▸ **TO BE DONE**: Please pick out each line in the items below that contains the word "parliament", and copy those lines in full.

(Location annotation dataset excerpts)
* * *

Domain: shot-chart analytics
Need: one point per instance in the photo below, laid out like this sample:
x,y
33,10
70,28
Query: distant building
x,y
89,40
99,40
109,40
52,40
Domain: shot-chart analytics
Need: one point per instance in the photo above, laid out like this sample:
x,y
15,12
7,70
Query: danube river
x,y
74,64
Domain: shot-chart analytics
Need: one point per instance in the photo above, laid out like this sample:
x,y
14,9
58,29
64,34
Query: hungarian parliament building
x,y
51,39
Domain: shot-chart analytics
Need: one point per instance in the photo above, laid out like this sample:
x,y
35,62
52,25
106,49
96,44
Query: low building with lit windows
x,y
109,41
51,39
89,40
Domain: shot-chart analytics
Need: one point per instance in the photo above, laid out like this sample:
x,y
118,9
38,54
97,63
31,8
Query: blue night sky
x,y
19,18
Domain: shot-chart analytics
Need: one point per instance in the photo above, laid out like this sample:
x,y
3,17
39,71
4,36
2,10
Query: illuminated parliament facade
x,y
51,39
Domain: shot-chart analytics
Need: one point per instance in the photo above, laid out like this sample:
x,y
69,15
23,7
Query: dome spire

* * *

▸ **OUTPUT OF THE TASK**:
Query: hungarian parliament building
Query: illuminated parliament facade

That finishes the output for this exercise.